Task goal: Copy every line from the one containing "Check this image for the presence of any white door" through the last line of the records below, both included, and nothing else.
======== Rows
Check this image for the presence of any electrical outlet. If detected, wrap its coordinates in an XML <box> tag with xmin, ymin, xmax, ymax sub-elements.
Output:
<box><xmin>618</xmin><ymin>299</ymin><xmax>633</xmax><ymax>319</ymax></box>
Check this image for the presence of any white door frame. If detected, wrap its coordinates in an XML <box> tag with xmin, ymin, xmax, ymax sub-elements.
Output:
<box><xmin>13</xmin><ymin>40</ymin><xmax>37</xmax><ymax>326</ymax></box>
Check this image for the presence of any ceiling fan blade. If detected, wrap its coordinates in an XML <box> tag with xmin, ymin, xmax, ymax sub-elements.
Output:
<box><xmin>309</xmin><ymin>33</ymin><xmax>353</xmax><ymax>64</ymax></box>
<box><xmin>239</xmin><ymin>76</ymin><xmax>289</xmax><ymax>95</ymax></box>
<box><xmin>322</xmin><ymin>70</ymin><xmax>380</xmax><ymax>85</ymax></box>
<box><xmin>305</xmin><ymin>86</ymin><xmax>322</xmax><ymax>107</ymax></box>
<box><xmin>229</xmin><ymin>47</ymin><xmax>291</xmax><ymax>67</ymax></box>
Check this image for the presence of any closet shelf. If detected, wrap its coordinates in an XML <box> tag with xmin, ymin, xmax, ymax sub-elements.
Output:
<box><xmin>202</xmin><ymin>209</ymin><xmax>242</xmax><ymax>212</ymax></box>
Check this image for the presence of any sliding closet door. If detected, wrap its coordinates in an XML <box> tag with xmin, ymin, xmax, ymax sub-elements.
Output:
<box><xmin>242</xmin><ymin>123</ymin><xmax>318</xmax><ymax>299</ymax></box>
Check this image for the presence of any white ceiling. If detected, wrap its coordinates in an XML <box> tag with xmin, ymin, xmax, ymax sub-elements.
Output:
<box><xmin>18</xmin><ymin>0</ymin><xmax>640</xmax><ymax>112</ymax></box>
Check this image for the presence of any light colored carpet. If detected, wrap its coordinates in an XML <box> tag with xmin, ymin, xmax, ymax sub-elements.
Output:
================
Result below:
Check this image for the presence of any white door frame. If detected, wrap its coordinates in an XML <box> tag with xmin, ymin, xmax, ymax sub-elements.
Output:
<box><xmin>13</xmin><ymin>40</ymin><xmax>37</xmax><ymax>326</ymax></box>
Check this image for the presence of any ceiling fan blade. If detected, wrap its coordinates in an XML <box> tag with xmin, ymin, xmax, ymax sub-elements.
Output:
<box><xmin>309</xmin><ymin>33</ymin><xmax>353</xmax><ymax>64</ymax></box>
<box><xmin>239</xmin><ymin>76</ymin><xmax>289</xmax><ymax>95</ymax></box>
<box><xmin>322</xmin><ymin>70</ymin><xmax>380</xmax><ymax>85</ymax></box>
<box><xmin>305</xmin><ymin>86</ymin><xmax>322</xmax><ymax>107</ymax></box>
<box><xmin>229</xmin><ymin>47</ymin><xmax>291</xmax><ymax>67</ymax></box>
Check this image for the presence of any closet shelf. If detected, wrap its coordinates in an XML <box> tag with xmin, ymin, xmax, ymax sub-elements.
Output:
<box><xmin>202</xmin><ymin>209</ymin><xmax>242</xmax><ymax>212</ymax></box>
Check this image for the presence of any sliding closet door. If detected, wrap its coordinates in an XML <box> tag with xmin, ymin, xmax, ymax sub-elements.
Output:
<box><xmin>242</xmin><ymin>123</ymin><xmax>318</xmax><ymax>299</ymax></box>
Check this image for the presence of any white ceiling. If detected, wrap its coordinates in an XML <box> tag with xmin, ymin, xmax, ymax sub-elements.
Output:
<box><xmin>18</xmin><ymin>0</ymin><xmax>640</xmax><ymax>112</ymax></box>
Check this image for the presence of any light colored carpet. If detected, wrap its coordinates in an XML <box> tag with xmin, ymin, xmax, ymax sub-elements.
Output:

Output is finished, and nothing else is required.